> DIRECTIONS:
(a) Duplicate a portion of the pregnancy essay, beginning at the words "Now that first" and stopping after "heavy, pregnant body.".
(b) According to the pregnancy essay, how many hours did the writer stand under scorching sun to shoot the final landing of Space Shuttle Endeavour?
(c) Take the pregnancy essay further, continuing from its last sentence.
BEGIN SELECTED PASSAGE
|Me, at 26 weeks pregnant.|
Merely 26 weeks ago, I’d totally agree with the statement. I was a tough cookie during my first pregnancy. I stood under scorching sun for 11 hours to shoot the final landing of Space Shuttle Endeavour when I was two months pregnant. I covered smuggling stories from Mexico when I was eight months pregnant. I worked till the last day of my delivery, I even finished a short article while dilating in the delivery room. I traveled abroad several times through the entire pregnancy. Yes, everything I could do, I could literally do it while growing my first one inside of me.
Now that first one is four years old and I’m 26 weeks pregnant today. I thought I was going to be the tough cookie again. But this time I had pregnancy complications since the very beginning. I suffered from bad nausea, so bad that I have to move my computer to the restroom and do my works between vomiting sessions. I’ve been bleeding and had to cancel two business trips per doctor’s recommendation. I want to do everything I can do while growing my second one inside of me, but I’m trapped in this heavy, pregnant body.
END SELECTED PASSAGE
BEGIN DATA
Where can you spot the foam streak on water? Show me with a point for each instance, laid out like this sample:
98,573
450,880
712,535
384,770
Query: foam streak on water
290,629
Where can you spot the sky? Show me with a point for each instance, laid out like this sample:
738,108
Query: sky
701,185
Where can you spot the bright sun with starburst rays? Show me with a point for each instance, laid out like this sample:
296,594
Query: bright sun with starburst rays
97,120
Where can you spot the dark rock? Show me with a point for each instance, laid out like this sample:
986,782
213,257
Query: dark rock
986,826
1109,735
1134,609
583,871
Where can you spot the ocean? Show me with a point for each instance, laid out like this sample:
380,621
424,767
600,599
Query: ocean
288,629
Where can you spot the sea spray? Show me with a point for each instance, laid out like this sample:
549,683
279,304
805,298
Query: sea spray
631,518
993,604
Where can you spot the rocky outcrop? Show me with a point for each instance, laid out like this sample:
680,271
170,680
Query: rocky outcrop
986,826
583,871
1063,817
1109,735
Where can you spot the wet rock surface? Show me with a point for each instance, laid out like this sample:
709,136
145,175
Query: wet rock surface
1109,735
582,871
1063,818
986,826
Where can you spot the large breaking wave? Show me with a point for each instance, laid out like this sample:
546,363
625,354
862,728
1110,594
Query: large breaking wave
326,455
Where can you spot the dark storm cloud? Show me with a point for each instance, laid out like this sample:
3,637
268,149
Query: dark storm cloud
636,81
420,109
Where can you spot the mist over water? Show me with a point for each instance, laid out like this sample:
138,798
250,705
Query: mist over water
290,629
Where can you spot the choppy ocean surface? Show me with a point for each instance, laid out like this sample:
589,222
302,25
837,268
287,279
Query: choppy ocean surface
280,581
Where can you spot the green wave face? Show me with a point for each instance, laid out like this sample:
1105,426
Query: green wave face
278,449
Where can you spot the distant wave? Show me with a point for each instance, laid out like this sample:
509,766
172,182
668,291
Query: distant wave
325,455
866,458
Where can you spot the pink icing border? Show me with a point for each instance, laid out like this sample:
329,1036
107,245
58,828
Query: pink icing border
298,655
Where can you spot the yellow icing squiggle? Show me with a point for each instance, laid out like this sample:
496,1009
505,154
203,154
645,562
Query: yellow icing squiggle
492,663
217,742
END DATA
> RESPONSES IN ORDER:
(a)
Now that first one is four years old and I’m 26 weeks pregnant today. I thought I was going to be the tough cookie again. But this time I had pregnancy complications since the very beginning. I suffered from bad nausea, so bad that I have to move my computer to the restroom and do my works between vomiting sessions. I’ve been bleeding and had to cancel two business trips per doctor’s recommendation. I want to do everything I can do while growing my second one inside of me, but I’m trapped in this heavy, pregnant body.

(b) 11 hours.

(c)
I never realized how hard a pregnancy could be, and how essential supporting like paid family and medical leave could be. I’ve always been a supporter of paid family leave bills but I once thought I could live without them. Now I realized I can’t. Nobody can.
That’s why SB 5975, the paid family and medical leave bill the Washington State legislature passed last night was such a monumental victory, not only for working families and small business in Washington, but for the entire nation. I’m not saying this because I'm having a rough pregnancy myself. I’m saying this because maternity complications could happen to any woman, any family. Our country needs parents to work, also needs parents to have babies. For this very reason, all parents deserve supports.
Once it becomes law, SB 5975 will allow workers in Washington to take 12 weeks of family leave and 12 weeks of medical leave, with a maximum cap of 16 weeks of paid leave per year. In addition, the legislation provides for two more weeks of paid leave for women who experience maternity complications, offering much-needed relief to new moms who suffer difficult pregnancies. The legislation covers all workers in the state, even self-employed individuals who can opt in the program. It’s a great start and can be a model for the nation.
*This is an original post for MomsRising.org by To-wen Tseng.